START Input data
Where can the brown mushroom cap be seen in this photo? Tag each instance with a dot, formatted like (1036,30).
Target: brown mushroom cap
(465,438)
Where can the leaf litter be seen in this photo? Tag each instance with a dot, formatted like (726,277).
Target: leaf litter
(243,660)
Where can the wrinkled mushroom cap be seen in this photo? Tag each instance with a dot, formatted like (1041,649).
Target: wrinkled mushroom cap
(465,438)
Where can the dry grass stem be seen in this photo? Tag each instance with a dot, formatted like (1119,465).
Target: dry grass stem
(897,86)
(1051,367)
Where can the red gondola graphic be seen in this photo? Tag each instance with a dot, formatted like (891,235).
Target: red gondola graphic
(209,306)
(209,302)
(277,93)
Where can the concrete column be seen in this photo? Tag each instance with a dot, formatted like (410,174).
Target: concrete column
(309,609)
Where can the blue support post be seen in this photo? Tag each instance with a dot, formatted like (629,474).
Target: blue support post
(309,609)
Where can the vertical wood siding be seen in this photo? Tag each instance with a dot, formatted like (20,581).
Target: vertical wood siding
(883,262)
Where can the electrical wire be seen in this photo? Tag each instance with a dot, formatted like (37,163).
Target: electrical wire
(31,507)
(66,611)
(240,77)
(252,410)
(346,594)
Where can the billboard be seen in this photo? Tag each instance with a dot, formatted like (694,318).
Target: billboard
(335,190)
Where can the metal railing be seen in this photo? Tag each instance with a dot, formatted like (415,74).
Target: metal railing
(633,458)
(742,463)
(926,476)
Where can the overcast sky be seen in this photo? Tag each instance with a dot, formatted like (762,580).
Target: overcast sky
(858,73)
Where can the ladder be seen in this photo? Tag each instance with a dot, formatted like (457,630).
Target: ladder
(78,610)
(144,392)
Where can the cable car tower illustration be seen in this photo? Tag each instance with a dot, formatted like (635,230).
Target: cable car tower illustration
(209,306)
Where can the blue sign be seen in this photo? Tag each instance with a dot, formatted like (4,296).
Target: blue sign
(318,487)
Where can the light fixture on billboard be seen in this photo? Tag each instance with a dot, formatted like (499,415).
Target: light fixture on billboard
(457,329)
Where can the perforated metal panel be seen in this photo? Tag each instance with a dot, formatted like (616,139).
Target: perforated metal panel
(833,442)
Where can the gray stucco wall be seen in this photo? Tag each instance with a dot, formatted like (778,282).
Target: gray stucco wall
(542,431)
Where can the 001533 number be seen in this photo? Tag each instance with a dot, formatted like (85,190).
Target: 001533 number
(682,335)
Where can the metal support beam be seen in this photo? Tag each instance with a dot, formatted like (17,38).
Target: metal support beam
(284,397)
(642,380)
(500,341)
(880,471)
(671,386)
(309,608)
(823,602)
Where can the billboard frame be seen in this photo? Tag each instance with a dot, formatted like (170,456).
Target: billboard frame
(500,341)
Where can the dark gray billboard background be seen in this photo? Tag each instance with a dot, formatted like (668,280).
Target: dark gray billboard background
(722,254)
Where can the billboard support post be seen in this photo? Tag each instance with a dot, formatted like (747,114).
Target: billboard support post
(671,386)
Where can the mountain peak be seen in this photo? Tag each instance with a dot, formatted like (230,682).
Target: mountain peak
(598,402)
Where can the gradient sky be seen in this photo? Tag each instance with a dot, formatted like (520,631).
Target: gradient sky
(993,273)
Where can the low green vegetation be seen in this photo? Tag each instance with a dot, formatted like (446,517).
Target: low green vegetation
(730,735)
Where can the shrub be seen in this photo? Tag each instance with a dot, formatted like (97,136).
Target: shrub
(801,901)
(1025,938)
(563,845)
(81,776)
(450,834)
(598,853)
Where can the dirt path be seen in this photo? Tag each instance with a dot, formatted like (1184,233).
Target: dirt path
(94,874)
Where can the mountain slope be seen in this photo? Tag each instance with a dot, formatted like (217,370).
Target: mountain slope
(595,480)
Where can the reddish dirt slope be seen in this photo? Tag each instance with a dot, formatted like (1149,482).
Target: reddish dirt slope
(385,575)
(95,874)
END Input data
* [What is being asked]
Retype all the data. Nothing may be left out or altered.

* [Task answer]
Where can the brown mushroom cap be seen in this photo? Tag each instance with a dot, formatted like (1036,30).
Target: brown mushroom cap
(465,438)
Where can the leaf litter be seen in this photo? Tag each instance with a dot, formatted like (726,277).
Target: leaf litter
(243,660)
Where can the wrinkled mushroom cap be seen in this photo? Tag each instance with a dot, formatted like (1041,649).
Target: wrinkled mushroom cap
(465,438)
Where can the dry grass stem be seen in this photo? Tag each instance with a dot, formatted like (1119,465).
Target: dry grass stem
(897,86)
(1051,367)
Where can the red gondola graphic be seen in this photo? Tag each instance with a dot, formatted like (891,235).
Target: red gondola graphic
(209,306)
(209,302)
(277,93)
Where can the concrete column be seen in this photo? Tag each instance with a dot, formatted like (410,174).
Target: concrete column
(309,609)
Where can the blue support post be seen in this photo? Tag each instance with a dot, formatted like (629,474).
Target: blue support post
(309,609)
Where can the vertical wood siding be seen in this photo? Tag each instance with a dot, formatted like (20,581).
Target: vertical wood siding
(883,262)
Where can the electrical wire be seen in this photo? Tag each instance with a dot, formatted like (37,163).
Target: electrical wire
(31,507)
(66,611)
(240,77)
(252,410)
(346,594)
Where can the billboard be seen in this photo? Tag each instance with a dot, formatted like (694,318).
Target: billboard
(335,190)
Where can the metal railing be seen in this photo? Tag each instance with a dot, formatted like (415,74).
Target: metal railing
(633,458)
(742,463)
(926,476)
Where can the overcast sky be seen in this photo? Tag each instance with a dot, formatted like (762,580).
Target: overcast sky
(858,73)
Where can the ladder be seen in this photo? Tag each instance with a dot, formatted like (457,630).
Target: ladder
(78,610)
(144,392)
Where can the cable car tower illustration be seen in this photo? Tag each instance with a dot, formatted like (635,230).
Target: cable car tower illustration
(209,306)
Where can the blue sign be seen in this photo? Tag each instance with a dot, formatted like (4,296).
Target: blue sign
(318,487)
Where can the light fixture on billboard be seen in this photo? Tag each instance with a dot, formatted like (499,415).
Target: light fixture on billboard
(457,329)
Where can the perforated metal panel be seen in this photo? Tag each instance with a dot, formatted like (616,139).
Target: perforated metal panel
(833,442)
Where can the gray stucco wall be seen in this photo? Tag each instance with a dot, formatted like (778,282).
Target: gray stucco wall
(542,431)
Where can the 001533 number be seen in this photo? Tag each instance with a dot, formatted like (85,190).
Target: 001533 number
(682,335)
Where can the metal support beam be seen in this photo? Tag each instance with a dot, formatted like (17,38).
Target: metal support beam
(284,397)
(642,380)
(500,341)
(880,471)
(671,386)
(309,608)
(823,602)
Where can the billboard frame be seen in this photo? Tag each instance with a dot, formatted like (170,456).
Target: billboard frame
(500,341)
Where can the dark gray billboard background be seen in this photo? Tag each instance with a dot, formatted like (668,280).
Target: dark gray billboard background
(722,254)
Where can the billboard support post be seen in this photo? Tag each instance with a dot, formatted like (747,114).
Target: billboard support post
(671,386)
Where can the mountain peak be seen in this photo? Tag each instance with a dot, formatted like (230,682).
Target: mountain peak
(598,402)
Where can the gradient sky be seen in this photo? Tag each instance with a dot, formatted like (520,631).
Target: gradient sky
(993,273)
Where can the low green vegetation be seen in this photo? Tag each instance with a dot, formatted like (446,517).
Target: low green vegetation
(730,735)
Where can the shrub be seen in this photo? Tag each instance with a dot, formatted like (97,136).
Target: shrub
(801,901)
(1025,938)
(563,845)
(81,776)
(450,834)
(598,853)
Where can the dirt path be seen in this photo? Tag each instance with a dot, formatted like (1184,233).
Target: dirt path
(94,874)
Where can the mountain slope be seen in this photo? Tag each instance with a dot, formatted like (217,370).
Target: mountain slope
(595,480)
Where can the reddish dirt slope be seen in this photo? Tag each instance with a dot, formatted like (1149,482).
Target: reddish dirt slope
(385,575)
(95,874)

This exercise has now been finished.